## Exercise goal
Look through the data below and return each line where "helmet" appears.

[Saved entries]
........
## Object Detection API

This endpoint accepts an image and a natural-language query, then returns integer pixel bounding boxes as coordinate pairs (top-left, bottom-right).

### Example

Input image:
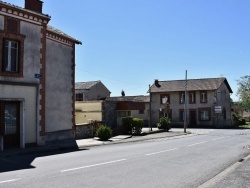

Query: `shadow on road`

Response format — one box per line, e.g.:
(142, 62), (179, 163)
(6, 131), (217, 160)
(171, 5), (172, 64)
........
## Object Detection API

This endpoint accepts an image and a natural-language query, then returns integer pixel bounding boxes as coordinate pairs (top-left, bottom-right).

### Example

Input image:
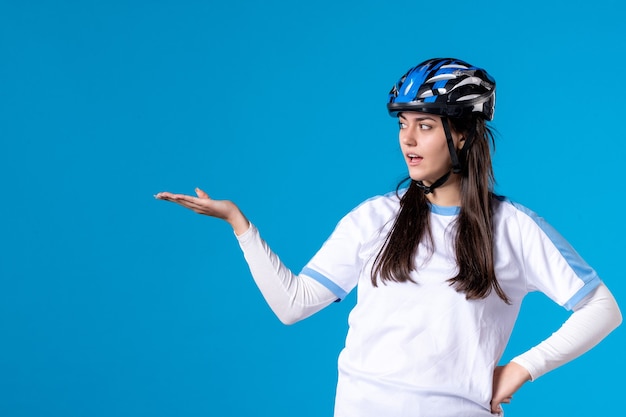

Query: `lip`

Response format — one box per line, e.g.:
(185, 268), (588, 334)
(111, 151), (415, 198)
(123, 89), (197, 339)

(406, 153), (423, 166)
........
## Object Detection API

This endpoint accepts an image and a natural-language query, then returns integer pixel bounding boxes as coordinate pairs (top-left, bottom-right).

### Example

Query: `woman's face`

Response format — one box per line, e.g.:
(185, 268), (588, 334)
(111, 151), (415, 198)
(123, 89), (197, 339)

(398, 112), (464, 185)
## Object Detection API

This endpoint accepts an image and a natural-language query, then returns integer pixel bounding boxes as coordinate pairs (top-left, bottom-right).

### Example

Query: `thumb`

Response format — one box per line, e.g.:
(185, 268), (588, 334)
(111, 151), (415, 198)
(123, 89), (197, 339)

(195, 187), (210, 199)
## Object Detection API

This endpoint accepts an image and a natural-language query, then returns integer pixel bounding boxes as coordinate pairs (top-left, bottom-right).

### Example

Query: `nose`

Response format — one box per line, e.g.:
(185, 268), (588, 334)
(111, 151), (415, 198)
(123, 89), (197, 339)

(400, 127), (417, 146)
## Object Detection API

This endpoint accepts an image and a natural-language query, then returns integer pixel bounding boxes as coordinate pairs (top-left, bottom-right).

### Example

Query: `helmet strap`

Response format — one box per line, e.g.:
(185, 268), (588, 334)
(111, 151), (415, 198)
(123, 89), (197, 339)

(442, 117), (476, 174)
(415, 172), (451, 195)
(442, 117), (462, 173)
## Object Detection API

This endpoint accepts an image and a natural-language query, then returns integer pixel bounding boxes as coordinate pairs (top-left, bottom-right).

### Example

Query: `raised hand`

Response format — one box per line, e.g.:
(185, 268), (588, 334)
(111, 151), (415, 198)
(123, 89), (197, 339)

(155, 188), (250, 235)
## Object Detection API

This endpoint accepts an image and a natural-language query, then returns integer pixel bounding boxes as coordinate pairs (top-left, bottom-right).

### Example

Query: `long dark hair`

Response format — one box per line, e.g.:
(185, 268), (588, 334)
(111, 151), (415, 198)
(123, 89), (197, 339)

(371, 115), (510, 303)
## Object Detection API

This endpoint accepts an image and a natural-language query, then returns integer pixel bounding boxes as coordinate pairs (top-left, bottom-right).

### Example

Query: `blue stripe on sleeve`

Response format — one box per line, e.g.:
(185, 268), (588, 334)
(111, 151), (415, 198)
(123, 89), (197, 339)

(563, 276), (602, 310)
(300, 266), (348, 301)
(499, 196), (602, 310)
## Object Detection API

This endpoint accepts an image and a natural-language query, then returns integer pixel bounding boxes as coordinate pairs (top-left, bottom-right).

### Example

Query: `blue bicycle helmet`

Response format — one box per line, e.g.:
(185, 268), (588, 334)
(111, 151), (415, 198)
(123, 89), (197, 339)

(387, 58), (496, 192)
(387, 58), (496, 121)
........
## Answer
Query: `helmet strap`
Query: `blue bicycle helmet`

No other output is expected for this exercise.